Which lines of the listing below contain the string "flowering"? Show each of them in full, treating uppercase and lowercase as different.

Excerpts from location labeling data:
◇ ◇ ◇ ◇ ◇

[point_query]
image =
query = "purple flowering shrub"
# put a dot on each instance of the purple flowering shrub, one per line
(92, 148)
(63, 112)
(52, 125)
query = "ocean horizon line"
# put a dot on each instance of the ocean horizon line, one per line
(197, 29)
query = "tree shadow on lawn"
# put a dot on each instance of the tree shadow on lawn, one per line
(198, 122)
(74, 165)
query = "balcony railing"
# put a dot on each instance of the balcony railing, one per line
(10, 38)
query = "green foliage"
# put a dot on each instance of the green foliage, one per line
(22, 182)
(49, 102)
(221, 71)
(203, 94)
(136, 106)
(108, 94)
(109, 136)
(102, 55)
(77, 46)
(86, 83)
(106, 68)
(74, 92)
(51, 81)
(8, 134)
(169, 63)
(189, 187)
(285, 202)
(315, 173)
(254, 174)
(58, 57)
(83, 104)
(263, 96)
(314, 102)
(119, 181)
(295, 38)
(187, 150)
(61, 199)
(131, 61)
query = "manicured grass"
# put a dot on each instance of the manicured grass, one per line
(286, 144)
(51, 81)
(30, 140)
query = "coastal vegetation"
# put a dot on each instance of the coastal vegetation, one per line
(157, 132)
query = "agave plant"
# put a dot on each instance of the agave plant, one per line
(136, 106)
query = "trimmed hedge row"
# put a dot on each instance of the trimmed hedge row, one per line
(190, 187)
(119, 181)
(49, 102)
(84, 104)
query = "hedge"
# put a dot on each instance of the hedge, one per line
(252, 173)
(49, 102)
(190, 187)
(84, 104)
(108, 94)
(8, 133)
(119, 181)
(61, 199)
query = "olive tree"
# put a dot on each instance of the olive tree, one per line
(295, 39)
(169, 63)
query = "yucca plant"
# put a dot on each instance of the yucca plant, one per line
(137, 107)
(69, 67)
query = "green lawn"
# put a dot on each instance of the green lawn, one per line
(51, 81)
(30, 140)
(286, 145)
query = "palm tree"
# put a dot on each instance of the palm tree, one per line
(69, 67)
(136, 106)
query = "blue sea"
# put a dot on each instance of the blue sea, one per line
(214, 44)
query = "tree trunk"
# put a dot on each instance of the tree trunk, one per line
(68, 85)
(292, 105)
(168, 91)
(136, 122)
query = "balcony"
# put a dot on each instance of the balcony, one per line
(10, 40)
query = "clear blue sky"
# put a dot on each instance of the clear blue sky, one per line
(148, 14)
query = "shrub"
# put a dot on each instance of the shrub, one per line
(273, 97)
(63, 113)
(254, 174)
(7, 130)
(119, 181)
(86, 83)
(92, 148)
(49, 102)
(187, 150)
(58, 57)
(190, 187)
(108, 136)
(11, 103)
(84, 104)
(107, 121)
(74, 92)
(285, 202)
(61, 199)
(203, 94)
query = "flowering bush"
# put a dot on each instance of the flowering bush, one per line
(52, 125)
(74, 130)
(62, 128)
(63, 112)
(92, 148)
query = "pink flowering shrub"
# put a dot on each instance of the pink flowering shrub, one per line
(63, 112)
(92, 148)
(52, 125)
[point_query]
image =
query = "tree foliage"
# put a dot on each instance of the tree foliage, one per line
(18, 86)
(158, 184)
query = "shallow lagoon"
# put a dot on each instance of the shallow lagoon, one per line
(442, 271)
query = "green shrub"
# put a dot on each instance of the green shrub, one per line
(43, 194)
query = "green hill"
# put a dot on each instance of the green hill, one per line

◇ ◇ ◇ ◇ ◇

### The reply
query = "purple flowering shrub"
# put a dot on each instance of the purple flowering shrub, one per line
query = "flowering bush"
# put a dot on each instance of the flowering bush, one per line
query = "pink flowering shrub"
# put a dot on each instance of the pink flowering shrub, one per line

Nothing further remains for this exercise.